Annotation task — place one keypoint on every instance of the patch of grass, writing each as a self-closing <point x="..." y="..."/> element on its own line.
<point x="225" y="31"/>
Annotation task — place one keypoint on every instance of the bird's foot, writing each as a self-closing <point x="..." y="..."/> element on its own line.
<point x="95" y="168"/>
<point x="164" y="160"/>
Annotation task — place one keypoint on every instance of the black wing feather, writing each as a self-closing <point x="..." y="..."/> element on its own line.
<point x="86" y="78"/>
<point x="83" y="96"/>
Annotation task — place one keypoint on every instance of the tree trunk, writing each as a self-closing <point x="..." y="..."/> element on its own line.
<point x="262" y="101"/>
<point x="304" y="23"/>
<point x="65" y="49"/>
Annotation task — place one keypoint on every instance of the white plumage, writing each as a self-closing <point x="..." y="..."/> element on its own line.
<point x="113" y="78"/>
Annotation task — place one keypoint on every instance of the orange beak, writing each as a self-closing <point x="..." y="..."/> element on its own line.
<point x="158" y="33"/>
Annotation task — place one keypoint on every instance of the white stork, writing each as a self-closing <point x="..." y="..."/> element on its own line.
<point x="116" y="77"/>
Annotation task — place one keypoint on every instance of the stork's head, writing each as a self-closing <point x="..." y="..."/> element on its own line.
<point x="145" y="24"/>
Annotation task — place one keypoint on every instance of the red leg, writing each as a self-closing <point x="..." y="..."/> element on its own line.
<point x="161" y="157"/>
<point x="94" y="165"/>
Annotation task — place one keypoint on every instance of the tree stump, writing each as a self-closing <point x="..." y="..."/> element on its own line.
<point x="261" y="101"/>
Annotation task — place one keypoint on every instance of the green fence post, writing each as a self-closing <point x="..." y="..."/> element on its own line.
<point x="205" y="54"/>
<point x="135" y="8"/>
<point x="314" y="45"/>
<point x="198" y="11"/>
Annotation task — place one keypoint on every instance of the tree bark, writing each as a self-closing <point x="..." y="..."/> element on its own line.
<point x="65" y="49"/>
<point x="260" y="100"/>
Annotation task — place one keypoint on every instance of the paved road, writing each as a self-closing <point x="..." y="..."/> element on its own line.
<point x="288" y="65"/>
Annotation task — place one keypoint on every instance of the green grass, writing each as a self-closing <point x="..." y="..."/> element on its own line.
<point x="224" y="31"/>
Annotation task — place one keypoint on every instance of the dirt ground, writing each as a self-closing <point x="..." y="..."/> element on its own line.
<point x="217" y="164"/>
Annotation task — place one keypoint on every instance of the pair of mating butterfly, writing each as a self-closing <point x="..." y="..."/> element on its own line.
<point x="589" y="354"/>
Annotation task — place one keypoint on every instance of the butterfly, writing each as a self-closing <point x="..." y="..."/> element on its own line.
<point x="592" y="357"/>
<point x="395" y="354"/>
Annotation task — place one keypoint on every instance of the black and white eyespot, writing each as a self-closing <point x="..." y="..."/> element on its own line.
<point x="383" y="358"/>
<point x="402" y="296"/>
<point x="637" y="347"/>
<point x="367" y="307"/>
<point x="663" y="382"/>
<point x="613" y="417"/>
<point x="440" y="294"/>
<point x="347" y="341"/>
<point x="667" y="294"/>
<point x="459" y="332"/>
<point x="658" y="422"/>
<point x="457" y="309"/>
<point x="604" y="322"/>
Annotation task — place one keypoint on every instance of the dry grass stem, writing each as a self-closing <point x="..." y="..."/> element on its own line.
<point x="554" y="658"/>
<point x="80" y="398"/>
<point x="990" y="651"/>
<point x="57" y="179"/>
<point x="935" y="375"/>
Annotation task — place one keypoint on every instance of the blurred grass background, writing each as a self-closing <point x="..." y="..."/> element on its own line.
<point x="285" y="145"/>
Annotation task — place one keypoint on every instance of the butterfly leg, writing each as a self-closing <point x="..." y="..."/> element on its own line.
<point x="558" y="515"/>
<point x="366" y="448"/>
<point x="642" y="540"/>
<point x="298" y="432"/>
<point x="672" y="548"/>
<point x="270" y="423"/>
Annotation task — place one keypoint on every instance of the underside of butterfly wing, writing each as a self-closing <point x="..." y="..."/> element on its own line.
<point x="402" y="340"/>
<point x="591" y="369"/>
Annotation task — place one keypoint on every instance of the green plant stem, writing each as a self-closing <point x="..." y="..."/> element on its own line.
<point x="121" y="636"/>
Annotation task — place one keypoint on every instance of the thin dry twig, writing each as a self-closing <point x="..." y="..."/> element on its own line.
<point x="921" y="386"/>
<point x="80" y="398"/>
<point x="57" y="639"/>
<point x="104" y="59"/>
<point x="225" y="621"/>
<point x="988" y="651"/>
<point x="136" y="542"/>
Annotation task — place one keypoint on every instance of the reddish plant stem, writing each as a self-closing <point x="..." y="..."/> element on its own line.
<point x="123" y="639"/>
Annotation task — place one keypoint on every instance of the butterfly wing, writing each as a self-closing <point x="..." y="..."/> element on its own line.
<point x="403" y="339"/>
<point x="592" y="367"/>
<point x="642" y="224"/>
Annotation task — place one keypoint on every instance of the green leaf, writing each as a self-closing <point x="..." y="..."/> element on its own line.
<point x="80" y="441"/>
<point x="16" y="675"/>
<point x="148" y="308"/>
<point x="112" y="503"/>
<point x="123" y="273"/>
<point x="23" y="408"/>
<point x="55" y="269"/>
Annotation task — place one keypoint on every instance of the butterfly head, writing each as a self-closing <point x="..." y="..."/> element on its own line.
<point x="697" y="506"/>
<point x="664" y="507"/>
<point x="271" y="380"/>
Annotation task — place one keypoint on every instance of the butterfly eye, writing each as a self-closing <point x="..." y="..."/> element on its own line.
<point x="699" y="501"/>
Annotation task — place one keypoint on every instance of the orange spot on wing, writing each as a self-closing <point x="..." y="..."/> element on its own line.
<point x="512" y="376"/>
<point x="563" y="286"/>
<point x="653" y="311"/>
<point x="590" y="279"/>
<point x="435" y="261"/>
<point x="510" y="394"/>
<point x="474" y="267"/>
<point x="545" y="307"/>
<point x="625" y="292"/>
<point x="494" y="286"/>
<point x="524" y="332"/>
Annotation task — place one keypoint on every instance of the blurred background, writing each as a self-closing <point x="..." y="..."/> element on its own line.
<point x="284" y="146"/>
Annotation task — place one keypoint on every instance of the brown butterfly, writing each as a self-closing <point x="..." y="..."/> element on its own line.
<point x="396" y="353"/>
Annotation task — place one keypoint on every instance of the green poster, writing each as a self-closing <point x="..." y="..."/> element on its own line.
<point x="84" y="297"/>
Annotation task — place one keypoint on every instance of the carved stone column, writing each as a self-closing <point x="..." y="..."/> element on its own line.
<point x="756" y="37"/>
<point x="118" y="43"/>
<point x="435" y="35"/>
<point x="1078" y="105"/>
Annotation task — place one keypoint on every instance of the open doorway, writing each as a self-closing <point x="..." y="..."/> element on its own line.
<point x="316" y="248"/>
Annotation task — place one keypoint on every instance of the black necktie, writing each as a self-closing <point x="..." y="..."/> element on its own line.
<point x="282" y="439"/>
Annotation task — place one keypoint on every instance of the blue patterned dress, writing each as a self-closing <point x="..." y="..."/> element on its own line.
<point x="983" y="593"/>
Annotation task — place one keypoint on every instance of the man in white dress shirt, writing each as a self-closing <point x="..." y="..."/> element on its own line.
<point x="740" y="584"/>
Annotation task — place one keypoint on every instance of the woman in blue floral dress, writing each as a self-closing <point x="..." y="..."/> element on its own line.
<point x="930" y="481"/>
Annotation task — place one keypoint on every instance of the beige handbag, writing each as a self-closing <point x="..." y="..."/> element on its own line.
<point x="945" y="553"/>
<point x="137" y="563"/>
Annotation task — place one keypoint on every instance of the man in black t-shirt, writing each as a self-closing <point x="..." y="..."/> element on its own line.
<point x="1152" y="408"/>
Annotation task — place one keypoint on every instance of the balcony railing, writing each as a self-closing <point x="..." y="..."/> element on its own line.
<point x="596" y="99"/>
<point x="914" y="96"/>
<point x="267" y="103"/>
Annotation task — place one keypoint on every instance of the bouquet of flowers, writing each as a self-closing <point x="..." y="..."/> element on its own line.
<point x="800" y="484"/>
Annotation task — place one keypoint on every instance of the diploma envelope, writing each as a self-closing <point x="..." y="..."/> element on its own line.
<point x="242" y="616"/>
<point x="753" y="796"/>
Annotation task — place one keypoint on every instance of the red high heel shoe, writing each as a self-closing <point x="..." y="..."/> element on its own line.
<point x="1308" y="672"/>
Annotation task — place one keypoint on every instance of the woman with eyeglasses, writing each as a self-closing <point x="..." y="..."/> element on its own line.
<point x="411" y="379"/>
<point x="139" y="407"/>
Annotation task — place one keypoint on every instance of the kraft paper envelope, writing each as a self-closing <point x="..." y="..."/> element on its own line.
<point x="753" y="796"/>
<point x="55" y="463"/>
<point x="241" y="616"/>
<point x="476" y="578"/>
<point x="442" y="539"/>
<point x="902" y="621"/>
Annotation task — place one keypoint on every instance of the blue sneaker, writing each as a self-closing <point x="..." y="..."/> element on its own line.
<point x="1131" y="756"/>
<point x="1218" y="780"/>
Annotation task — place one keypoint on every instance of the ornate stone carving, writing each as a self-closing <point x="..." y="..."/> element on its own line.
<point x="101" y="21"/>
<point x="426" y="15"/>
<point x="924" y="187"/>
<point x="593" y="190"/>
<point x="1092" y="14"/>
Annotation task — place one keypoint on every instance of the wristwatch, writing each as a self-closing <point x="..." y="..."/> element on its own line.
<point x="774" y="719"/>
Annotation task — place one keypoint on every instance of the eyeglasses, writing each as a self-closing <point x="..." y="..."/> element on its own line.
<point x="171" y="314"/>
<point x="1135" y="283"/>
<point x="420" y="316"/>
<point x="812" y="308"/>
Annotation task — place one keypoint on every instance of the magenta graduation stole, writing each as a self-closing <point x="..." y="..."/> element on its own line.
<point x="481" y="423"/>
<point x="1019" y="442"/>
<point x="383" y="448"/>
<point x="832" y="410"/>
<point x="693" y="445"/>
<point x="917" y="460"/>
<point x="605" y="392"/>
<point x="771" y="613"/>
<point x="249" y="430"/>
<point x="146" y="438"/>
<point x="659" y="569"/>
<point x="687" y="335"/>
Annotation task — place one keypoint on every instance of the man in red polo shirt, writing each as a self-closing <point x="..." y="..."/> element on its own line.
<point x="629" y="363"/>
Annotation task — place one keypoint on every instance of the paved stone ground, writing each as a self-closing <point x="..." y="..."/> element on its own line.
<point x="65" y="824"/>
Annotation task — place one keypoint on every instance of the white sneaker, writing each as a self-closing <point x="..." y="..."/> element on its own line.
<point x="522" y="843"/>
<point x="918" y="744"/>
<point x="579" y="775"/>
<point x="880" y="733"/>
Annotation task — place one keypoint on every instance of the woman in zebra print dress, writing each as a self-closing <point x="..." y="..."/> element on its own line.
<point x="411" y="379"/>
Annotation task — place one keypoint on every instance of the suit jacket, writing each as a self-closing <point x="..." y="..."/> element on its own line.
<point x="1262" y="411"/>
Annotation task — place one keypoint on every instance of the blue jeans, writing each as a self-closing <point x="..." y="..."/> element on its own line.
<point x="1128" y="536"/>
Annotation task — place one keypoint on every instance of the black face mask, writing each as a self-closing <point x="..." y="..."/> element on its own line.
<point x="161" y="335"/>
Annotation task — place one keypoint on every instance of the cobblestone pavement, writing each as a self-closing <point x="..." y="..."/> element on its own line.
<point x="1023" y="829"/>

□ □ □ □

> [What to do]:
Give the lines exactly as they stand, from the line with "in red polo" through the end of the material.

> [Correct response]:
Annotation task — place one keypoint on every instance of the man in red polo shirt, writing each as a self-closing <point x="..." y="..."/> element on its own line.
<point x="629" y="363"/>
Annotation task — place one keypoint on every instance of the paved stone ground, writing each as a self-closing <point x="..." y="..."/> element on its own line.
<point x="65" y="824"/>
Annotation task — place one keypoint on every instance of the white sneaker, writing each as a self-closing <point x="..." y="..."/> element on its own line.
<point x="522" y="843"/>
<point x="918" y="744"/>
<point x="579" y="775"/>
<point x="880" y="733"/>
Annotation task — place one keypoint on every instance of the woman in zebra print dress, writing each as a self-closing <point x="..." y="..."/> element on its own line.
<point x="411" y="379"/>
Annotation task — place one keypoint on every instance of the suit jacket, writing each as a self-closing <point x="..." y="..."/> element on its own line.
<point x="1262" y="411"/>
Annotation task — place one keypoint on every instance of the blue jeans, writing each as a self-closing <point x="..." y="..."/> element on its own line.
<point x="1128" y="536"/>
Annotation task — place one keypoint on every instance of the black face mask, writing each as a self-closing <point x="..." y="..."/> element on its own line.
<point x="161" y="335"/>
Annotation task — place one keypoint on every instance of the cobblestone pavement, writing each as a self-closing <point x="..." y="..."/> element on its own line.
<point x="1023" y="829"/>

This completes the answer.